* **DATA FOR REVIEW**:
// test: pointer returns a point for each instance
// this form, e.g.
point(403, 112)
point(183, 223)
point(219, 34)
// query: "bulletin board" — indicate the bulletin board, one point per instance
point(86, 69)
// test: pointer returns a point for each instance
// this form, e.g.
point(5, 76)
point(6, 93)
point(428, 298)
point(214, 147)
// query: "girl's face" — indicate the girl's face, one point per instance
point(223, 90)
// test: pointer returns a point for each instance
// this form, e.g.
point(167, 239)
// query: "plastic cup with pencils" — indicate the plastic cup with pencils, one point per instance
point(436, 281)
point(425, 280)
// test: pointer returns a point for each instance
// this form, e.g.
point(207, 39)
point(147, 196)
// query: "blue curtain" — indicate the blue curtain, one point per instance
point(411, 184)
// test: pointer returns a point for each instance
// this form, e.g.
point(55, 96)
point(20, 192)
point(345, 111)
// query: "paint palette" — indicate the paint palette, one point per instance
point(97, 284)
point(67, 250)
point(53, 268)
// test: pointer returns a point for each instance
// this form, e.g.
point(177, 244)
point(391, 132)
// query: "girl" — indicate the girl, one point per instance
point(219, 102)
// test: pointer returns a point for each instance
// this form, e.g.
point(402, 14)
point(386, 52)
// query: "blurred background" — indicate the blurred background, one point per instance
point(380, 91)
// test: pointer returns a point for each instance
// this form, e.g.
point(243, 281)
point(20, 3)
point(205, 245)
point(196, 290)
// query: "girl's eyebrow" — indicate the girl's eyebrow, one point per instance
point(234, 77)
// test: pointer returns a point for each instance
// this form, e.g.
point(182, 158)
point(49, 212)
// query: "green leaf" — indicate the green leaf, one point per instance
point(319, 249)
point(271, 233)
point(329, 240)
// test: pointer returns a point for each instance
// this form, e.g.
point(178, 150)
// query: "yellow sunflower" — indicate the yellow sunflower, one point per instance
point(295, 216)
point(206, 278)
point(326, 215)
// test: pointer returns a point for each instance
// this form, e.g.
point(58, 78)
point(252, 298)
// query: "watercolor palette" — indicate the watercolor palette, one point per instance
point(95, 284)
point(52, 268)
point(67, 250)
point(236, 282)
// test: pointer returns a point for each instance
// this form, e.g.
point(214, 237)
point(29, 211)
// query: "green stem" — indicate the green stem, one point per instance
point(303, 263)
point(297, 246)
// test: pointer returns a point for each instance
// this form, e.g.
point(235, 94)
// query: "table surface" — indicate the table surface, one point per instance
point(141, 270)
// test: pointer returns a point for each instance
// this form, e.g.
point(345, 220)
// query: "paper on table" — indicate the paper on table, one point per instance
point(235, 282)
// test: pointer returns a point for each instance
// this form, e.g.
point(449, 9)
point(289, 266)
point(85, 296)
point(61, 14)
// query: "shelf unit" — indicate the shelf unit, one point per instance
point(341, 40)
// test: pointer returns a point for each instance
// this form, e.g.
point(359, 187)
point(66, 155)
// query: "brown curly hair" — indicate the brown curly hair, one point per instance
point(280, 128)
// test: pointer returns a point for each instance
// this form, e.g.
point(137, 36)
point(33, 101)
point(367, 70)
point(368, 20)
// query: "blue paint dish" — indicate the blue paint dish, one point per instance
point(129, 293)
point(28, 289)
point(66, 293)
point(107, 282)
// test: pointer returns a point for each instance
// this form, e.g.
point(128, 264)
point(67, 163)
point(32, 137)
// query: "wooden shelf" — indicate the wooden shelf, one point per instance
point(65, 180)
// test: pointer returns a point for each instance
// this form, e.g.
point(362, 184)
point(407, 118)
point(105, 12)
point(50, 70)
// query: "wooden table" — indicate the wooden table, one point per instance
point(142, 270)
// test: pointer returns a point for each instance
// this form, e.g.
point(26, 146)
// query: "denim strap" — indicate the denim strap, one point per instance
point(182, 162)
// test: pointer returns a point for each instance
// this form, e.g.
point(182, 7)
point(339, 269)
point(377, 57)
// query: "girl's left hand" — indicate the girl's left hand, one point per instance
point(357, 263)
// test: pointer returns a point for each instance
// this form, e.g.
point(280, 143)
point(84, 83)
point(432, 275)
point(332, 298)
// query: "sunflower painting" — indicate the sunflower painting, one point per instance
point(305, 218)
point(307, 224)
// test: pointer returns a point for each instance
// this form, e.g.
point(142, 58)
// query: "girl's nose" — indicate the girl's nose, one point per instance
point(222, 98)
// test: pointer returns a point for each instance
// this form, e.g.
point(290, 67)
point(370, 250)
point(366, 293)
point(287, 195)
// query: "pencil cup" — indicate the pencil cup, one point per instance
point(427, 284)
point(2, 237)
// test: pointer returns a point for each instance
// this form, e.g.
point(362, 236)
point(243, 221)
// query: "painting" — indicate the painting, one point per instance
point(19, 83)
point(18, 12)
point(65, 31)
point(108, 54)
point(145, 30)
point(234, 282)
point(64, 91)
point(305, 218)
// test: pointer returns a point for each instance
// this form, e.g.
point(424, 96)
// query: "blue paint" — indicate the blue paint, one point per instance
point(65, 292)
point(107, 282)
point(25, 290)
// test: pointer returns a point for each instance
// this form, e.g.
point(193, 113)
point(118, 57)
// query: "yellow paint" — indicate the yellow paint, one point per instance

* **WORK REQUIRED**: Every line of the material above must be duplicated exactly.

* **REPLY**:
// test: pointer returns a point for each instance
// this form, e.g.
point(403, 112)
point(183, 223)
point(219, 34)
// query: "bulletin board" — indicate the bulletin board, one point per instance
point(86, 69)
// test: pointer returns a point for each instance
// this form, e.g.
point(5, 76)
point(6, 93)
point(428, 298)
point(214, 147)
// query: "girl's face" — indicate the girl's face, one point per instance
point(223, 90)
// test: pointer returns a point for each instance
// this form, e.g.
point(167, 239)
// query: "plastic cup with pencils" — indicate the plastic cup with pencils, one point per instance
point(436, 281)
point(425, 280)
// test: pointer returns a point for each instance
// this form, e.g.
point(207, 39)
point(147, 196)
// query: "blue curtain" — indicate the blue curtain, one point per instance
point(411, 184)
// test: pointer returns a point for each instance
// this form, e.g.
point(55, 96)
point(20, 192)
point(345, 111)
// query: "paint palette" — indicate the paint palette, one point per instance
point(97, 284)
point(67, 250)
point(53, 268)
// test: pointer returns a point for each instance
// this form, e.g.
point(177, 244)
point(391, 132)
// query: "girl" — indicate the girl, one point per instance
point(219, 102)
// test: pointer returns a point for each instance
// this form, e.g.
point(402, 14)
point(386, 52)
// query: "blurred background" — indicate the blurred background, one point per instance
point(380, 91)
// test: pointer returns a point for each instance
// this form, e.g.
point(243, 281)
point(20, 3)
point(205, 245)
point(196, 290)
// query: "girl's eyebrow" — indicate the girl's eyebrow, one point per instance
point(234, 77)
// test: pointer returns a point for each instance
// this form, e.g.
point(182, 158)
point(49, 212)
// query: "green leaf" — indicate the green leaf, one point per instance
point(319, 249)
point(271, 233)
point(329, 240)
// test: pointer returns a point for each instance
// this form, e.g.
point(178, 150)
// query: "yellow sunflower" — indicate the yellow sunflower, one point per instance
point(295, 216)
point(206, 278)
point(326, 215)
// test: pointer returns a point for each instance
// this form, e.g.
point(58, 78)
point(252, 298)
// query: "watercolor palette" — indicate the watercolor palette, one point per instance
point(95, 284)
point(52, 268)
point(67, 250)
point(236, 282)
// test: pointer returns a point for each instance
// this form, e.g.
point(214, 237)
point(29, 211)
// query: "green stem" — indicate the green stem, one point per instance
point(303, 263)
point(297, 246)
// test: pointer returns a point for each instance
// this form, e.g.
point(235, 94)
// query: "table surface" — indicate the table surface, one point per instance
point(141, 270)
// test: pointer returns a point for each instance
// this form, e.g.
point(345, 220)
// query: "paper on table" — indicate the paper on table, one point per instance
point(235, 282)
// test: pointer returns a point for each instance
// this form, e.g.
point(449, 9)
point(289, 266)
point(85, 296)
point(61, 14)
// query: "shelf unit" — indicate the shelf unit, one point per instance
point(341, 40)
// test: pointer returns a point for each instance
// this form, e.g.
point(359, 187)
point(66, 155)
// query: "brown curly hair" — indicate the brown curly hair, one point per instance
point(280, 128)
// test: pointer returns a point for each instance
// this form, e.g.
point(137, 36)
point(33, 101)
point(367, 70)
point(368, 20)
// query: "blue paint dish" — indicate the blue paint dish, one point per instance
point(129, 293)
point(28, 289)
point(66, 293)
point(107, 282)
// test: pointer returns a point for each instance
// this form, e.g.
point(128, 264)
point(67, 163)
point(32, 137)
// query: "wooden shelf" — indicate the wooden shelf, one point per instance
point(65, 180)
// test: pointer returns a point for each instance
// this form, e.g.
point(362, 184)
point(407, 118)
point(105, 12)
point(50, 70)
// query: "wooden table" — indicate the wooden table, one point per instance
point(142, 270)
// test: pointer returns a point for each instance
// this form, e.g.
point(26, 146)
// query: "denim strap" — indicate the denim strap, one point per instance
point(182, 162)
// test: pointer returns a point for each instance
// this form, e.g.
point(182, 7)
point(339, 269)
point(377, 57)
// query: "girl's left hand" — indicate the girl's left hand, one point per instance
point(357, 263)
// test: pointer returns a point for each instance
// this form, e.g.
point(280, 143)
point(84, 83)
point(432, 275)
point(332, 298)
// query: "sunflower painting" — indicate the sunflower painting, one point per instance
point(305, 218)
point(307, 224)
// test: pointer returns a point for each instance
// this form, e.g.
point(142, 58)
// query: "girl's nose" — indicate the girl's nose, one point per instance
point(222, 98)
// test: pointer returns a point for each instance
// this form, e.g.
point(290, 67)
point(370, 250)
point(366, 293)
point(287, 195)
// query: "pencil cup" — indicate the pencil cup, one point per instance
point(427, 284)
point(2, 237)
// test: pointer returns a point for each instance
// this form, e.g.
point(362, 236)
point(243, 221)
// query: "painting" — indicate the painting, one point per instance
point(19, 83)
point(18, 12)
point(65, 31)
point(108, 54)
point(145, 30)
point(234, 282)
point(64, 91)
point(305, 218)
// test: pointer returns a point for each instance
// this form, e.g.
point(424, 96)
// query: "blue paint" — indicate the blue paint, one point per instance
point(65, 292)
point(107, 282)
point(25, 290)
// test: pointer returns a point for each instance
// this form, e.g.
point(193, 113)
point(118, 57)
// query: "yellow paint" — indicate the yellow paint, one point per instance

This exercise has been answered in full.